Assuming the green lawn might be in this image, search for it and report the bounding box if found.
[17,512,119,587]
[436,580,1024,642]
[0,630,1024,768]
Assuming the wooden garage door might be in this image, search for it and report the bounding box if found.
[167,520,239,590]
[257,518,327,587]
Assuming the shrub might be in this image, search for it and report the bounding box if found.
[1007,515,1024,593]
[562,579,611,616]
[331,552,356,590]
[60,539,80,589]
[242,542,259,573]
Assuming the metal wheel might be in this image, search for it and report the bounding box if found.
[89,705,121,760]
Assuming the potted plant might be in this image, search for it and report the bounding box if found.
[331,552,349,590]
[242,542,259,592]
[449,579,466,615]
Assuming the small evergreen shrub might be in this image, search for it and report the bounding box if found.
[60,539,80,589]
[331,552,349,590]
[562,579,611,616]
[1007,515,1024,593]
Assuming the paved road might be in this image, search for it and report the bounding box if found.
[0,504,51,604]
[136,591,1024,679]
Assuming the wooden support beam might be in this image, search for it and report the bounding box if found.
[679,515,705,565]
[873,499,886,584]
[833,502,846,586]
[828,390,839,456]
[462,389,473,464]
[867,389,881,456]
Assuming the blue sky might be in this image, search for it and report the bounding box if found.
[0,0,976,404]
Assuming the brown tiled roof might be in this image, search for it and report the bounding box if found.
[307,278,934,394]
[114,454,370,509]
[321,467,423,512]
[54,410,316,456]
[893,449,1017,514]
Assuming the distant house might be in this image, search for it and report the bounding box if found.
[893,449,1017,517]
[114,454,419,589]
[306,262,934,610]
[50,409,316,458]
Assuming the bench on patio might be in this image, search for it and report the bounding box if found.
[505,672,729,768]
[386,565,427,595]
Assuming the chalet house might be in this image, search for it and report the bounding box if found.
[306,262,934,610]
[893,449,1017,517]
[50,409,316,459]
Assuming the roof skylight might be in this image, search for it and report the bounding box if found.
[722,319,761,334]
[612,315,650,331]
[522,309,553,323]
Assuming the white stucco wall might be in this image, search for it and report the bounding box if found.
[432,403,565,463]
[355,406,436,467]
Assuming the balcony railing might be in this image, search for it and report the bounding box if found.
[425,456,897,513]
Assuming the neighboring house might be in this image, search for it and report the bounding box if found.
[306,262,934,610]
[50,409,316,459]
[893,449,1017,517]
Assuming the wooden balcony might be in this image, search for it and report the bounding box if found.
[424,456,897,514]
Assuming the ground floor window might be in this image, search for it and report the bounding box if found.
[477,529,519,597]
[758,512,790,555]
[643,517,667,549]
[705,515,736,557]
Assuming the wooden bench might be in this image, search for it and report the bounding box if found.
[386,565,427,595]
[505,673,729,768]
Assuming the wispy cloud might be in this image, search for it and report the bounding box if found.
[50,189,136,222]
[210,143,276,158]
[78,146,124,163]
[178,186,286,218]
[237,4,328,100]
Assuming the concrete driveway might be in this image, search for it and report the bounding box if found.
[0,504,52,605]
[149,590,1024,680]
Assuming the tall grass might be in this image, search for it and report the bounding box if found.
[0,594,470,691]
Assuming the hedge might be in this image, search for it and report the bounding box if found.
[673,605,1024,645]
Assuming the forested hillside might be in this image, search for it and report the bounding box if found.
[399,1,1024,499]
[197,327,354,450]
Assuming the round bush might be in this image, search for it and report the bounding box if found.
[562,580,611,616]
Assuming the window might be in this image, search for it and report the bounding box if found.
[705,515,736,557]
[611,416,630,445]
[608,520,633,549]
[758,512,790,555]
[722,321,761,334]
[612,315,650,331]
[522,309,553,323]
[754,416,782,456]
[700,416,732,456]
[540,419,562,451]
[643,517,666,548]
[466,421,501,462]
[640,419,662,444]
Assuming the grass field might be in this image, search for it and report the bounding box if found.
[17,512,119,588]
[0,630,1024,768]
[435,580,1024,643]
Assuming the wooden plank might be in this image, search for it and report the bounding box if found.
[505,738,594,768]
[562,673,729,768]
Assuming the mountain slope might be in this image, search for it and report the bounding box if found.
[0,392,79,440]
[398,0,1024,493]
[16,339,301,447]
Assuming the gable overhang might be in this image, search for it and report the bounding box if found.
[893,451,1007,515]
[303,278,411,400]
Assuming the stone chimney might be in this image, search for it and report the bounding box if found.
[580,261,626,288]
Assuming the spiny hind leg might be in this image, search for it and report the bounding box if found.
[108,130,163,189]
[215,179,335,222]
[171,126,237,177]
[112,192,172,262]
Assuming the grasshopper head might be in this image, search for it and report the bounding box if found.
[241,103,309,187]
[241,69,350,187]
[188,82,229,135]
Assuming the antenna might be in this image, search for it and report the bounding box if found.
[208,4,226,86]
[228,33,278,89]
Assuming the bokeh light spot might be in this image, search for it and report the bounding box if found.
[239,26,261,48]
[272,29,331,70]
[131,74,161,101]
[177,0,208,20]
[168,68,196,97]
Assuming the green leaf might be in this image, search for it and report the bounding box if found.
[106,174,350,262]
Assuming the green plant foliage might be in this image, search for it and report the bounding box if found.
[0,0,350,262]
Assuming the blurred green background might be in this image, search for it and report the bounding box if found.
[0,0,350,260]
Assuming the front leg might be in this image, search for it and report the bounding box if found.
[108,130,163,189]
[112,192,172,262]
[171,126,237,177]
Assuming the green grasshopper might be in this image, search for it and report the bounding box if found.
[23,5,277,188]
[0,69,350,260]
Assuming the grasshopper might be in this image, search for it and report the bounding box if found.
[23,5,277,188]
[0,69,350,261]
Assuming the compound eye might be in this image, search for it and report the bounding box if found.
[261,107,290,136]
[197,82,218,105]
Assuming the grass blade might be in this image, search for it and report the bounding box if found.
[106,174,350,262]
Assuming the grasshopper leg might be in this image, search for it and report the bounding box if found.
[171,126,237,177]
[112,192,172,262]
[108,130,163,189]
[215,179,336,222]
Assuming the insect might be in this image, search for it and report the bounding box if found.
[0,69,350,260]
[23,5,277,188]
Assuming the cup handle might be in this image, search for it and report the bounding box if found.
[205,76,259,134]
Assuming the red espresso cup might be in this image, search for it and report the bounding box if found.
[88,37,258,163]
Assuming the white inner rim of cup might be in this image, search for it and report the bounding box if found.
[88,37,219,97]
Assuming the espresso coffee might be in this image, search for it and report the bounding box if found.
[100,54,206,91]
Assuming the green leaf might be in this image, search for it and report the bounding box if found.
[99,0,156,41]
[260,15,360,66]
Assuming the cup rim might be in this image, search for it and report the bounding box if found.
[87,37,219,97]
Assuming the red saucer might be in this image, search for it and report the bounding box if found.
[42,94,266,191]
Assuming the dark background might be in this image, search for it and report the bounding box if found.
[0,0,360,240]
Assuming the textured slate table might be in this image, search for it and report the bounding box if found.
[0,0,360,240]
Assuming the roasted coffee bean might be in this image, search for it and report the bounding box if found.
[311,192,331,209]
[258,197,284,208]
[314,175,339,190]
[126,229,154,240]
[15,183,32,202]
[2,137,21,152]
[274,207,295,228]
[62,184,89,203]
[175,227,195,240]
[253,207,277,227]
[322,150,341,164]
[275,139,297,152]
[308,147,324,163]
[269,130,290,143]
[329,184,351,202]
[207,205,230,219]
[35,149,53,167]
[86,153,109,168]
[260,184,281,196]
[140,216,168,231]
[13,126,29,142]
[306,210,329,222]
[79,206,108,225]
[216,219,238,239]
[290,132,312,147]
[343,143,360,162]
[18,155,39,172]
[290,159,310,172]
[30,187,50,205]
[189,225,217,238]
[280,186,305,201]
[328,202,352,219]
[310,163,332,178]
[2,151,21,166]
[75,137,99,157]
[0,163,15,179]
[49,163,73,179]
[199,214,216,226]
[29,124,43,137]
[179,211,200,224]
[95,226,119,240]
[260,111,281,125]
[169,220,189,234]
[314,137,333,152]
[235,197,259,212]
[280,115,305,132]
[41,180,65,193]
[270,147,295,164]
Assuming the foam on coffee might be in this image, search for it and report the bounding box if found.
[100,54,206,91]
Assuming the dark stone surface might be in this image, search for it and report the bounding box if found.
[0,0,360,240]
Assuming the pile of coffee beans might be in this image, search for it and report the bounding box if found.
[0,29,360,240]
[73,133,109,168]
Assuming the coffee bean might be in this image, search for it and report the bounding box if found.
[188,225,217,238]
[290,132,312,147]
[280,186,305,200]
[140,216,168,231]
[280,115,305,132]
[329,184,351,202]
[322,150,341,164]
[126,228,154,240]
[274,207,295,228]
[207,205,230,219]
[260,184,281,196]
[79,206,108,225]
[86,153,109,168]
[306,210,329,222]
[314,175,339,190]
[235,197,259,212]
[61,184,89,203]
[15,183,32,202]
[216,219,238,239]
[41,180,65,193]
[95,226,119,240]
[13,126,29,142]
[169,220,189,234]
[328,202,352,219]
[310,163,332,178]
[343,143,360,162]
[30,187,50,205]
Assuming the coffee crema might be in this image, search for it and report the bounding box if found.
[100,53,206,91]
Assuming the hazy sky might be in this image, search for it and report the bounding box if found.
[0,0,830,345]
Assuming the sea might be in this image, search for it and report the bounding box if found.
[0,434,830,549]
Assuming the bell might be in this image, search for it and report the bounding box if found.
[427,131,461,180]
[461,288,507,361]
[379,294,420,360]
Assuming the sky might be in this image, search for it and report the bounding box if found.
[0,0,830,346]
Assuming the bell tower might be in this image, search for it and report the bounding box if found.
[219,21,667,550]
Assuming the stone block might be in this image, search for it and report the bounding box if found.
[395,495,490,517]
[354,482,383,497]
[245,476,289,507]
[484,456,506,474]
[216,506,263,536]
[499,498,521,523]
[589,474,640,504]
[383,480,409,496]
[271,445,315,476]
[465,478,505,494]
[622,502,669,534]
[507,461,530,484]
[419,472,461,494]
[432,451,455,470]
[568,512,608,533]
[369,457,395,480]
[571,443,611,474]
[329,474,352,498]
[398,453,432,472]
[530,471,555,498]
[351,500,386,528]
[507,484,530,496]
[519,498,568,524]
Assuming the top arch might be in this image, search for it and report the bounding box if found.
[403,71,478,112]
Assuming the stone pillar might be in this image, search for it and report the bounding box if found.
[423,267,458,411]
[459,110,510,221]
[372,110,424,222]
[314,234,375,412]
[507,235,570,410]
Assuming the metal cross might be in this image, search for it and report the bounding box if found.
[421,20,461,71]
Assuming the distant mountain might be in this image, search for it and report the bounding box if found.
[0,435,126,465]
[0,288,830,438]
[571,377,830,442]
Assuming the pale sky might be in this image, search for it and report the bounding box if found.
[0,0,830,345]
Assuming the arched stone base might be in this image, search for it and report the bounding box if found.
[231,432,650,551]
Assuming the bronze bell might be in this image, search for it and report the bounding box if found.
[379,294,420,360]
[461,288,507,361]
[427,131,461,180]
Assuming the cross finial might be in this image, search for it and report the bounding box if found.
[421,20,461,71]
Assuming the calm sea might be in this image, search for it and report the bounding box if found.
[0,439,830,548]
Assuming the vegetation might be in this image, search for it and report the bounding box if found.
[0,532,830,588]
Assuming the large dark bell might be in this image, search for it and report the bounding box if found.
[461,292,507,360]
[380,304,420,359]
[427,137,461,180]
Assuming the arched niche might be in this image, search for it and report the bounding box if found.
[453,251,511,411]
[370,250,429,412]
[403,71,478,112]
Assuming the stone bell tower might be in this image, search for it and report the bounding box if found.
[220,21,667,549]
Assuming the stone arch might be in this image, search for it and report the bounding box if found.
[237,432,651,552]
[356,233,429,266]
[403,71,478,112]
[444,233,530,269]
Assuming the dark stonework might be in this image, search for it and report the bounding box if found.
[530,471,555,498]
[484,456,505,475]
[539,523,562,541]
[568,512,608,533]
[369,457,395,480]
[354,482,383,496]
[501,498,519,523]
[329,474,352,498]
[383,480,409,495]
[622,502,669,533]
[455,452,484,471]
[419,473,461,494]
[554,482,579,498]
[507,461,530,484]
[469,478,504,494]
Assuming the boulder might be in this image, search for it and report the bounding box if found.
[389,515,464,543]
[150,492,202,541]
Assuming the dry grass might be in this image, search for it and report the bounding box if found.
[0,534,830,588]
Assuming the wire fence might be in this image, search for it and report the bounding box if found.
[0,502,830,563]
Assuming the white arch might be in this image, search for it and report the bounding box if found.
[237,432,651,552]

## Problem details
Could you repeat the listing, starting with the line containing "Assuming the mountain" and going on through the line containing "[197,82,218,105]", with "stone chimney" swapped for "brick chimney" and nothing else changed?

## Output below
Assuming the mountain slope might be in this image, search for it and report the bounding box if found.
[0,392,79,440]
[398,0,1024,493]
[16,339,301,447]
Assuming the gable overhang might be in this image, search for it and report the bounding box if found.
[893,451,1007,515]
[303,278,411,400]
Assuming the brick chimney might be in this image, search for it and report the bounding box if found.
[580,261,626,288]
Assuming the spiny hind leg might be in this image, search for it and report the bounding box if found.
[108,130,163,189]
[215,179,335,222]
[171,126,237,177]
[112,192,172,262]
Assuming the grasshopper head might be in this image, search for it and report the bounding box if found.
[241,103,309,187]
[241,69,350,187]
[188,82,229,135]
Assuming the antenna might be in this image, search for it and report the bounding box if found.
[208,4,226,86]
[228,33,278,89]
Assuming the bokeh light spot might be in this image, search for it and report the bounding box if found.
[239,26,261,48]
[272,29,331,70]
[131,74,161,101]
[177,0,208,20]
[168,68,196,97]
Assuming the green leaf might be in this image, search for it and report the bounding box if found.
[106,174,350,262]
Assuming the green plant foliage might be in this image, search for it and report the bounding box if found.
[0,0,350,262]
Assuming the blurred green background might be in this image, search for it and report the bounding box if found.
[0,0,350,260]
Assuming the front leg might be in this image, search for it and report the bounding box if found.
[108,130,163,189]
[112,192,172,262]
[171,126,237,177]
Assuming the green grasshopper might be in this image, search for it and report the bounding box if found.
[23,5,277,188]
[0,69,350,260]
Assuming the grasshopper might be in this image, search for it and report the bounding box if found.
[23,5,277,188]
[0,69,350,261]
Assuming the compound eye might be in this image, search for it and report the bounding box if found.
[261,107,290,136]
[197,82,218,105]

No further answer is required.